» **Set problem 1**
Answer these questions from the passage on human document review:
(a) Who discussed game theory applications, and in which piece?
(b) Which TREC reviewers were not unpaid volunteers?
(c) What kind of tasks does the passage say computers are much better at?

» **Source extract**
※

The review process improvements mentioned by Webber, and other safeguards touted by most professional review companies who truly understand and care about the strengths and weaknesses of their team, will certainly mitigate against the problems inherent in all human review. In my mind the most important of these are experience, training, mutual respect, good working conditions, motivation, and quality controls, including quick terminations or reassignments when called for. More innovative methods are, I believe, just around the corner, such as game theory applications discussed by Lawrence Chapin in Contract Coders: e-Discovery’s “Wasting Asset”? But the bottom line will always be that computers are much better at complex repetitive drudgery tasks such as reviewing tens of thousands, or millions, of documents. Thankfully our minds are not designed for this, whereas computers are.
Reviewers Need Subject Matter Expertise and Money Motivation
Based on my experience as a reviewer and supervisor, the human challenges to make review determinations over large scales of data are magnified when the human reviewers are not themselves subject matter experts, and magnified even further when the reviewers have no experience in the process. This was not only true of all of the student volunteer reviewers at TREC, but is also sometimes true in real world practice as well. That is just invited error. Training is part of the solution to that.
It is also my supposition that in our culture the errors are magnified again when there is no, or inadequate, compensation provided. All TREC reviewers were unpaid volunteers except for the professional review team members. They were paid by the companies they work for, although those companies were not paid, and the rate of pay to the individuals is unknown. Still, can you be surprised that the top reviewers, the ones who beat the machines, were all paid, and only a few of the student teams came close? In our culture money is a powerful motivator. That is another reason to have better funded experiments that come closer to real world conditions. The test subjects in our experiments should be paid.

※

Source records:

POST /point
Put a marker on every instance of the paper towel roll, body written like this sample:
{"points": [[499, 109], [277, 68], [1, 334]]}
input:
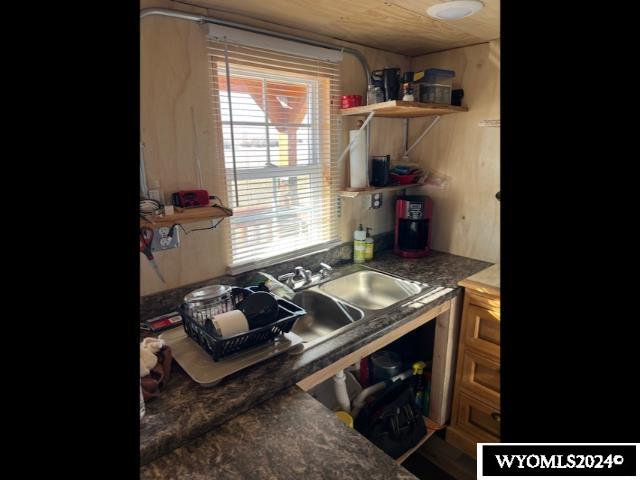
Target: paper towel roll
{"points": [[230, 323], [358, 160]]}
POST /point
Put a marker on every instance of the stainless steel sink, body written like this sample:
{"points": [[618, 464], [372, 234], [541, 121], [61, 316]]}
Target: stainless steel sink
{"points": [[353, 295], [324, 315], [371, 290]]}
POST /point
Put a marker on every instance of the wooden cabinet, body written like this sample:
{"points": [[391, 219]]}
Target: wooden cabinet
{"points": [[476, 399]]}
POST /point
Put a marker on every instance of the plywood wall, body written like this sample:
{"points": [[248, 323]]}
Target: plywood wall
{"points": [[176, 129], [466, 213]]}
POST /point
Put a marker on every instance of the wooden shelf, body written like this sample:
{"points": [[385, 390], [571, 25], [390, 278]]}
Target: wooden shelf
{"points": [[186, 215], [370, 190], [489, 123], [432, 427], [400, 109]]}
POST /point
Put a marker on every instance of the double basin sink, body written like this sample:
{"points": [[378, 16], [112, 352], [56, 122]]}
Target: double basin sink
{"points": [[359, 294]]}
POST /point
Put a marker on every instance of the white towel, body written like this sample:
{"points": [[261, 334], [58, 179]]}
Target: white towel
{"points": [[148, 359]]}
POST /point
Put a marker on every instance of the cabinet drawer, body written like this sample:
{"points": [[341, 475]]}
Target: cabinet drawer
{"points": [[482, 329], [481, 376], [490, 302], [478, 419]]}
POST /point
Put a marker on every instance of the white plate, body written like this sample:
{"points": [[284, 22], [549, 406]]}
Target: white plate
{"points": [[200, 366]]}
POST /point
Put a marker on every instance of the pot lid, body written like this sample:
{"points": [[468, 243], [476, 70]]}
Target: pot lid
{"points": [[207, 293]]}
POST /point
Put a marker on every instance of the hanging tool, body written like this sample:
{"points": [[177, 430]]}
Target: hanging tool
{"points": [[146, 236]]}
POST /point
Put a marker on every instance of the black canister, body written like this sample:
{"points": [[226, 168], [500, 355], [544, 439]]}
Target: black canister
{"points": [[380, 170], [391, 83]]}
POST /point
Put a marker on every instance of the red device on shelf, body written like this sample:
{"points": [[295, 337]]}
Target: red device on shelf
{"points": [[413, 222], [350, 101], [190, 198]]}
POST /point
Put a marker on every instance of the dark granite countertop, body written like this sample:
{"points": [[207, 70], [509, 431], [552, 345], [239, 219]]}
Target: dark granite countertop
{"points": [[290, 436], [185, 410]]}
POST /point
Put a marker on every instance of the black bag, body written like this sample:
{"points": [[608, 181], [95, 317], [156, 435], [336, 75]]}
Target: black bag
{"points": [[392, 422]]}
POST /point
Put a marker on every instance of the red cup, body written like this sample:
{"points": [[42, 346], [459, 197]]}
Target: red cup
{"points": [[350, 101]]}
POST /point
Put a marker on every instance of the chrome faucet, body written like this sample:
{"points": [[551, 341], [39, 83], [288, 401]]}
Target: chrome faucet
{"points": [[302, 277]]}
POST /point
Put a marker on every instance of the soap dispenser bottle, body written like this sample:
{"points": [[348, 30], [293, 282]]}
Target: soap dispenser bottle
{"points": [[418, 371], [368, 248], [359, 245]]}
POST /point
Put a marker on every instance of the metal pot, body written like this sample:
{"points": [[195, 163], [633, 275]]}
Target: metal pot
{"points": [[385, 364]]}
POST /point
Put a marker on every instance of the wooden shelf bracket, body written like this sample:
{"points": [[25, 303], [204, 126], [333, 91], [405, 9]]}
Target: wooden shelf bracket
{"points": [[420, 137], [360, 130]]}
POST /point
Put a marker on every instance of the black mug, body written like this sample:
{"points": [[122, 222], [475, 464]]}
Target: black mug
{"points": [[391, 83], [380, 170]]}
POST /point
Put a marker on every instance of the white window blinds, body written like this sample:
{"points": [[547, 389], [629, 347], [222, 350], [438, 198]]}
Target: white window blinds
{"points": [[278, 130]]}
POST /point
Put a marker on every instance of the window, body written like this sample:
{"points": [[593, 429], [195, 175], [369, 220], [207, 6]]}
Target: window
{"points": [[277, 127]]}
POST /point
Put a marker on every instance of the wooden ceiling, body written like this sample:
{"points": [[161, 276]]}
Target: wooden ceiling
{"points": [[400, 26]]}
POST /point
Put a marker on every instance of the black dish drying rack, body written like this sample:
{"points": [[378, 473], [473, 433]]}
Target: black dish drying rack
{"points": [[219, 347]]}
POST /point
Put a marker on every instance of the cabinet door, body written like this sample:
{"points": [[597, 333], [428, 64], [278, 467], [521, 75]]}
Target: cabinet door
{"points": [[480, 420], [482, 330], [481, 376]]}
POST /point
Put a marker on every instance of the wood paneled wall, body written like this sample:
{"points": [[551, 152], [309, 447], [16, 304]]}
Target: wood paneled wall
{"points": [[466, 213], [176, 129]]}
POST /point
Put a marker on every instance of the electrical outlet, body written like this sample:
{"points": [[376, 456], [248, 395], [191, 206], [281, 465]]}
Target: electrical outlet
{"points": [[376, 200], [161, 240], [154, 194]]}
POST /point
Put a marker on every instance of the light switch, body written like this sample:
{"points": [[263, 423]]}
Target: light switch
{"points": [[162, 241], [376, 200]]}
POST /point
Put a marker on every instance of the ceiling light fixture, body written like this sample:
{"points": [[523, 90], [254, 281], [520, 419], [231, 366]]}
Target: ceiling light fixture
{"points": [[455, 9]]}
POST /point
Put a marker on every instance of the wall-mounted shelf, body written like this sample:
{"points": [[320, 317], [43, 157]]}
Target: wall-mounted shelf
{"points": [[370, 190], [489, 123], [186, 215], [400, 109]]}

※

» **Set problem 2**
List every line of the listing that contains the word "electrical". Case counts.

» **Written answer 1**
(a) Lawrence Chapin, in Contract Coders: e-Discovery’s “Wasting Asset”?
(b) The professional review team members.
(c) Complex repetitive drudgery tasks, such as reviewing tens of thousands, or millions, of documents.

» **Written answer 2**
Put a marker on every instance of the electrical outlet, body written like this sample:
Target: electrical outlet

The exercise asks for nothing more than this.